VORLIEGENDER TEXT:

○ ○ ○ ○ ○

Die Ausgaben der gesetzlichen Krankenversicherung (GKV) für Bürgergeldbeziehende lagen im Jahr 2022 9,2 Mrd. Euro höher als die für diese Gruppe gezahlten Beiträge. Das zeigt das aktuelle Gutachten des IGES Instituts, mit dem die Deckungsquote von Einnahmen und Ausgaben der GKV für hilfebedürftige erwerbsfähige Personen im Jahr 2022 untersucht wurde. Durch diese systematische Unterfinanzierung gehen der gesetzlichen Krankenversicherung jedes Jahr Milliardenbeträge verloren. Damit haben allein im Jahr 2022 die Beitragszahlerinnen und Beitragszahler der gesetzlichen Krankenkassen den Bundeshaushalt mit 9,2 Milliarden Euro entlastet. Aufgrund der steigenden Zahl der Leistungsbeziehenden dürfte diese jährliche Unterfinanzierung der gesundheitlichen Versorgung von Bürgergeldbeziehenden in den Jahren 2023 und 2024 sogar noch höher liegen.

Bund spart zulasten der GKV

Insgesamt sind im Jahr 2022 lediglich 39 Prozent der Gesamtausgaben der gesetzlichen Krankenkassen für Bezieherinnen und Bezieher von Arbeitslosengeld II, inzwischen Bürgergeld, durch die für diesen Personenkreis gezahlten Beiträge gedeckt gewesen. Eine kostendeckende Pauschale hätte fast dreimal höher ausfallen müssen – statt der im Jahr 2022 tatsächlich vom Bund gezahlten Monatspauschale von 108,48 Euro hätte diese dann 311,45 Euro betragen.

Zum Vergleich: Für privat krankenversicherte Bürgergeldbeziehende zahlt der Staat aus Steuermitteln einen Zuschuss zur privaten Krankenversicherung in Höhe von bis zu 421,77 Euro im Monat.

○ ○ ○ ○ ○

ERFASSTE ANGABEN:
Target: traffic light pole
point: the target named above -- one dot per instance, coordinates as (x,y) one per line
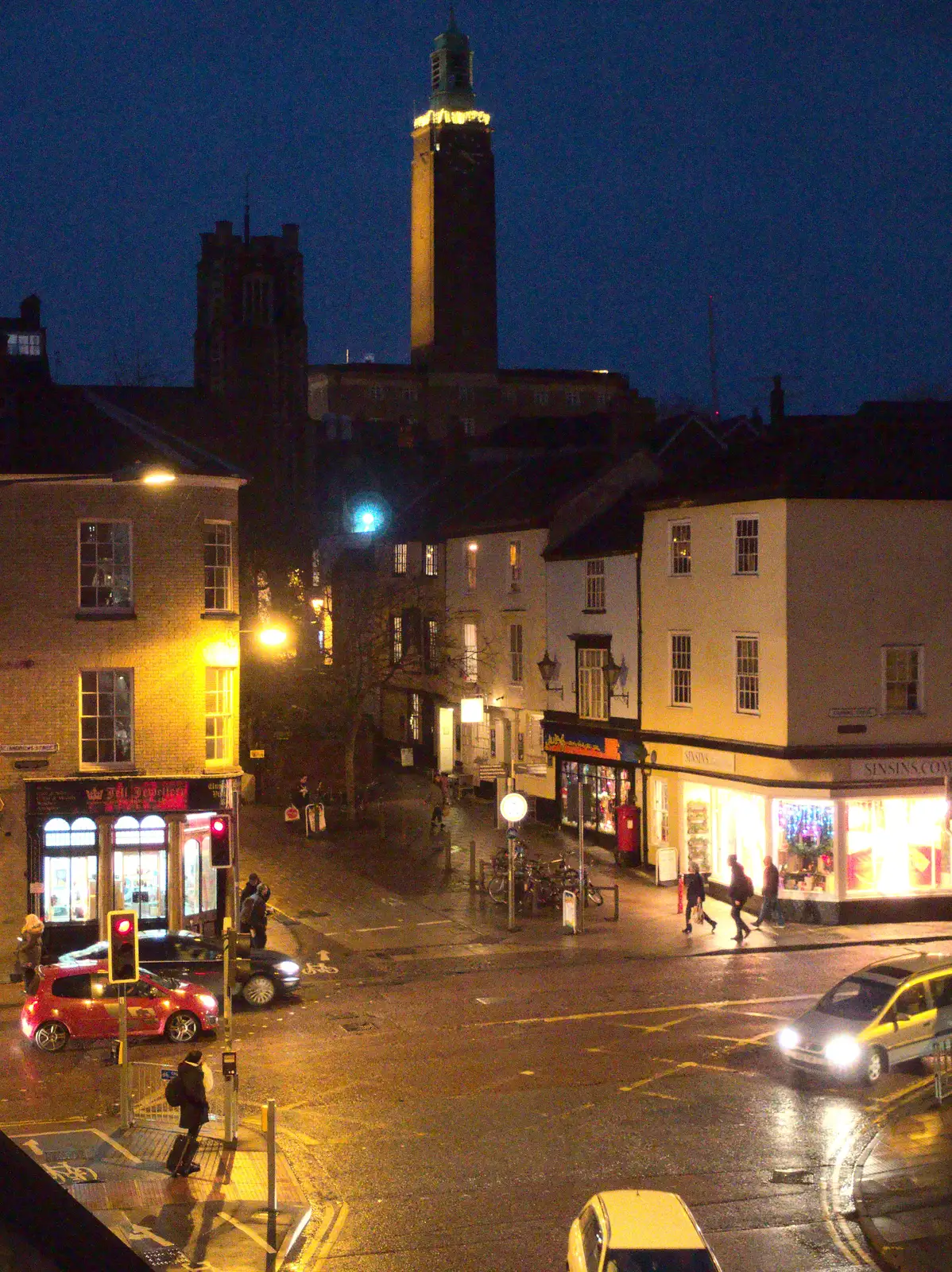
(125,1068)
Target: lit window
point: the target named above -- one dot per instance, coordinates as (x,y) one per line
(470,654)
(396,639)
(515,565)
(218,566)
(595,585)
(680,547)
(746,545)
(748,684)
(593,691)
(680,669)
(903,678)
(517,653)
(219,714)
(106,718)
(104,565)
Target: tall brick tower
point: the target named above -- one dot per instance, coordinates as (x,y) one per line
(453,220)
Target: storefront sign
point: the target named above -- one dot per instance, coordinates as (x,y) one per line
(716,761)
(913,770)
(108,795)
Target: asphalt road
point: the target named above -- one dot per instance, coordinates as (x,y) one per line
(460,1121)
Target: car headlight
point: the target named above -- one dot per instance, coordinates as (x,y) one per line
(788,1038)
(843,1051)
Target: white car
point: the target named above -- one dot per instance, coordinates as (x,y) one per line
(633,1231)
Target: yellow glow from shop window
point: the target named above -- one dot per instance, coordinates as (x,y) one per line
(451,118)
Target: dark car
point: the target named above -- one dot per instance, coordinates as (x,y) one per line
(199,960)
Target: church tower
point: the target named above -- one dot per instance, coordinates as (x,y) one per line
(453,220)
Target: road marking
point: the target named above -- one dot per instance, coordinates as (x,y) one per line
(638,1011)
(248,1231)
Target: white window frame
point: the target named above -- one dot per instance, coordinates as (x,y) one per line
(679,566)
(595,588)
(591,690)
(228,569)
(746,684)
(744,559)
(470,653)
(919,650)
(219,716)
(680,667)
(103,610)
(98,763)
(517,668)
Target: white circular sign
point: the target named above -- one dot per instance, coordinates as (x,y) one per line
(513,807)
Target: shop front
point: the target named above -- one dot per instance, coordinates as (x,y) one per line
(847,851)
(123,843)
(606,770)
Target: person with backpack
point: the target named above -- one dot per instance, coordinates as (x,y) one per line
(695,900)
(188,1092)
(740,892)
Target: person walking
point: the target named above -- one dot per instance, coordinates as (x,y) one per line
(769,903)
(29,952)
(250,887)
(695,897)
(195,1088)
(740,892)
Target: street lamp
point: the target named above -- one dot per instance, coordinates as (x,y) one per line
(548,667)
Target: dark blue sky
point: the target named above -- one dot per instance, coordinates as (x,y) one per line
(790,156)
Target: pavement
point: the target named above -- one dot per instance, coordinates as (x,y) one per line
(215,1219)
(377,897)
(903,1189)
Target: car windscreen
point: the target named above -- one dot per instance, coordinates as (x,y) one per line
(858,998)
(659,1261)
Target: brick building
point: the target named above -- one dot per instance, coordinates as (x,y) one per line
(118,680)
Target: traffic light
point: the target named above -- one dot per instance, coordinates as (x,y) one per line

○ ○ ○ ○ ○

ZIEL DER AUFGABE:
Erklären Sie mithilfe des vorliegenden Textes, weshalb die jährliche Unterfinanzierung der gesundheitlichen Versorgung von Bürgergeldbeziehenden in den Jahren 2023 und 2024 vermutlich noch höher liegt als 2022.

LÖSUNG DER AUFGABE:
Als Grund nennt der Text die steigende Zahl der Leistungsbeziehenden. Schon 2022 lagen die Ausgaben der GKV für diese Gruppe 9,2 Mrd. Euro über den gezahlten Beiträgen. Mit mehr Leistungsbeziehenden dürfte diese Lücke weiter wachsen.